Exercises
• A. Please list the example categories that the book search article gives for search scopes.
• B. In the stretch of the book search article from "RealTime IT News" through "world last year.", rename "Windows Live" to "Microsoft Live" and write out the result.

Text for analysis

- Opening Delimiter -

RealTime IT News

Microsoft Betas Book Search

Microsoft  is ready to let users start poking around the stacks.

The Redmond, Wash.-based company announced that it will release the beta version of its Live Search Books application tomorrow.

This is an important part of the company's strategy to turn its Windows Live platform, which it just took out of beta in the last few days, into a hub of experiences that create customer loyalty, thereby driving incremental advertising revenue gains.

Windows Live offers consumer-oriented services and software, and is being offered alongside the MSN portal as a complementary service. The MSN search engine has begun to redirect users to Live Search.

Microsoft undertook the mammoth task of scanning tens of thousands of books from various universities around the world last year.

Currently, Live Book Search returns queries on books that are no longer protected by copyright.

Next year, it will include books that are currently under copyright protection as well.

That, Microsoft hopes, will make its users come back more often.

Indeed, Steve Berkowitz, vice president of Microsoft's online services group, stated that search is critical to keeping MSN and Live users glued to Microsoft's online properties.

"The goal is to turn search into a utility and stop them from leaving the system," he said at a Lehman Brothers technology conference yesterday.

"If we can take our 465 million unique visitors and turn them into multiple service users, the incremental marginal revenue is hugely profitable," he said.

Cliff Guren, director of publisher evangelism for Live Search Books at Microsoft, agreed that Live Search Books is intended to make the Live search engine more sticky.

"It's how we will aggregate a big audience over time," he told internetnews.com.

The company is also increasing its inventory of content.

Guren said the company just added the New York Public Library and the American Museum of Veterinary Medicine to its roster of libraries participating in the out-of-copyright scanning program, and has also updated its Live Search Academic product with millions of new articles, mostly bio-medical content.

In the early going, consumers will need to choose the Live book "scope" in order to get search results from books. Scopes are links allowing users to refine their searches according to various media or categories, such as books, video and news.

Eventually, however, general search queries on Live will include books alongside more traditional online content.

Guren said that his team will be phasing in the integration of book content into general search, first with Instant Answers, and later into core search results.

"It's not a transition that happens overnight," he said.

Instant Answers appear at the top of a search results page when Microsoft has a high level of confidence that they've identified the correct material.

Live Book Search began scanning books still under copyright protection in May.

Beginning sometime next year, the search engine will deliver content from those books as search results, but only with the publishers' consent.

"Publishers can choose from three different preview rights models and can set parameters to display as much or as little content as they want," said Guren.

This contrasts with Google's  more peremptory approach, which has led to litigation on the part of libraries and publishers alike.

Berkowitz also went out of his way to say that Microsoft wants content producers as partners.

The former Ask.com executive said his strategy is to market the Microsoft platform to its existing user base.

Microsoft, he said, has traditionally marketed itself as a technology company, and must now learn to market itself as an experience.

"Our underlying technology is superior, but this is not a game where just the right technology will win," he said.

- Closing Delimiter -

Stored records

- Opening Delimiter -

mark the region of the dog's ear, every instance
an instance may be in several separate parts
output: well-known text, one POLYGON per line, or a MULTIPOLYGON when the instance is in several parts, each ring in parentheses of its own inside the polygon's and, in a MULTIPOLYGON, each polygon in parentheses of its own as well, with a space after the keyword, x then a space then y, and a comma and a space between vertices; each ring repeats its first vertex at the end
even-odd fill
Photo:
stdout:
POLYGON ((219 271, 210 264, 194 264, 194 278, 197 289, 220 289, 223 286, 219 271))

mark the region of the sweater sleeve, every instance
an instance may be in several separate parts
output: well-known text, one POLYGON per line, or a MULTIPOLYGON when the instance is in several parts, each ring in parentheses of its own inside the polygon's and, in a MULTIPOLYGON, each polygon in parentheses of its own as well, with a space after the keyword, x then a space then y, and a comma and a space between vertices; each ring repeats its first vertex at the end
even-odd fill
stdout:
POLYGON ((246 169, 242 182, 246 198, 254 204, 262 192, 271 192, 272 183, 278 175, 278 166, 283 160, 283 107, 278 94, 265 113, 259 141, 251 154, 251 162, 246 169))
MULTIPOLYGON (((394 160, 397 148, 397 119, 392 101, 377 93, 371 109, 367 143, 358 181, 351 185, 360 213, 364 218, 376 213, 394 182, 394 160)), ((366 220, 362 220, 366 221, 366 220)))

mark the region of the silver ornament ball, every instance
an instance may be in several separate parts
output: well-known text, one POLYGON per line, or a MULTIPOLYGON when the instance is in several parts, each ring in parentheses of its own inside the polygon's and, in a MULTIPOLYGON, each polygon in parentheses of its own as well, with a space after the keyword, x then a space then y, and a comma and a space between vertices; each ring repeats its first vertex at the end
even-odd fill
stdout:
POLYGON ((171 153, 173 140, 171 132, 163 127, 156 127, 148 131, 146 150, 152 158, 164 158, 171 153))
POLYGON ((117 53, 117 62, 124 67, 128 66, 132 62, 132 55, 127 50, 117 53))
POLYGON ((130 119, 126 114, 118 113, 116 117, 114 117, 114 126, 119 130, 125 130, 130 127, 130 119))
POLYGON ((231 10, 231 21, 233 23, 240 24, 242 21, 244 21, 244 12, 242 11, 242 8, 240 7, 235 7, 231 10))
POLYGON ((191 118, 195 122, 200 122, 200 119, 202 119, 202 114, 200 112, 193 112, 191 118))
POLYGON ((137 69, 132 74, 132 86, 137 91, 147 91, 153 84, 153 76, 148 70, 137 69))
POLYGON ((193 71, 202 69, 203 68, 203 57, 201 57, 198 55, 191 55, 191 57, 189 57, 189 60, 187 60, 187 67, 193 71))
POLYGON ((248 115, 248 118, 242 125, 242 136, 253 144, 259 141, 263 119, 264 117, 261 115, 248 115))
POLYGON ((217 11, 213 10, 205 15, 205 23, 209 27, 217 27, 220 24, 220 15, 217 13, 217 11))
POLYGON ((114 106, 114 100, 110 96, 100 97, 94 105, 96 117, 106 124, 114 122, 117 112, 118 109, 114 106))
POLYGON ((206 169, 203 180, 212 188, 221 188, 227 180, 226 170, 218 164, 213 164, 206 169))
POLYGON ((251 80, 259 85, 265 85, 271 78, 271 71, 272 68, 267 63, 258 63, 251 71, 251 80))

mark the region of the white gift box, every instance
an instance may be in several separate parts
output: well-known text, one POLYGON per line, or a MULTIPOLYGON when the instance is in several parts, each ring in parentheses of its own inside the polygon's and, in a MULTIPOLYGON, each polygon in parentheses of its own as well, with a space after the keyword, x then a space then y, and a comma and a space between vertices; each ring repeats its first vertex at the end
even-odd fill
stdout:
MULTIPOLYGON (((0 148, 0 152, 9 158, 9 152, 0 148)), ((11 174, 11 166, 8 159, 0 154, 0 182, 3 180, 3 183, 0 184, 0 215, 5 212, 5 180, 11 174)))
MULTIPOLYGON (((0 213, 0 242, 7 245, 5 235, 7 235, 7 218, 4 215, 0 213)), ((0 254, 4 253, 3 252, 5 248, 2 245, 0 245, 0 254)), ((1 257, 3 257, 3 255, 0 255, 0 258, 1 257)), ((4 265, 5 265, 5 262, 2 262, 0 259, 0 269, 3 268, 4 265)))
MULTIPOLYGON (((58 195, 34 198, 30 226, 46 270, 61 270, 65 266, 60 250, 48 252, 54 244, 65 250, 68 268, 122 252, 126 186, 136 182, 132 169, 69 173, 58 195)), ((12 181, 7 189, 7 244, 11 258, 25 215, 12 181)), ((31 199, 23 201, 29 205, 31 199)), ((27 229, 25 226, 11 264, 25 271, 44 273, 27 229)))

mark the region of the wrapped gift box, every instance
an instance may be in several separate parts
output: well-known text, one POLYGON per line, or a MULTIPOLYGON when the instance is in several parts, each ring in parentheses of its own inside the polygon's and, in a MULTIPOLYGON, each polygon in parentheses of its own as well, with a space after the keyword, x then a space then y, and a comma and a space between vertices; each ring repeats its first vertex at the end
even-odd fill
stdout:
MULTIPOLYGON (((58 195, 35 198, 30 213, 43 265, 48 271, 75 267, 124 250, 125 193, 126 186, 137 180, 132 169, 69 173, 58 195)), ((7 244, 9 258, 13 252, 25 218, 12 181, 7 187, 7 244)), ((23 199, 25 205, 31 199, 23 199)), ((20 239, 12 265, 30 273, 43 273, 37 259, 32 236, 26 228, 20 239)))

- Closing Delimiter -

Task answers
• A. books, video, news

• B.
RealTime IT News

Microsoft Betas Book Search

Microsoft  is ready to let users start poking around the stacks.

The Redmond, Wash.-based company announced that it will release the beta version of its Live Search Books application tomorrow.

This is an important part of the company's strategy to turn its Microsoft Live platform, which it just took out of beta in the last few days, into a hub of experiences that create customer loyalty, thereby driving incremental advertising revenue gains.

Microsoft Live offers consumer-oriented services and software, and is being offered alongside the MSN portal as a complementary service. The MSN search engine has begun to redirect users to Live Search.

Microsoft undertook the mammoth task of scanning tens of thousands of books from various universities around the world last year.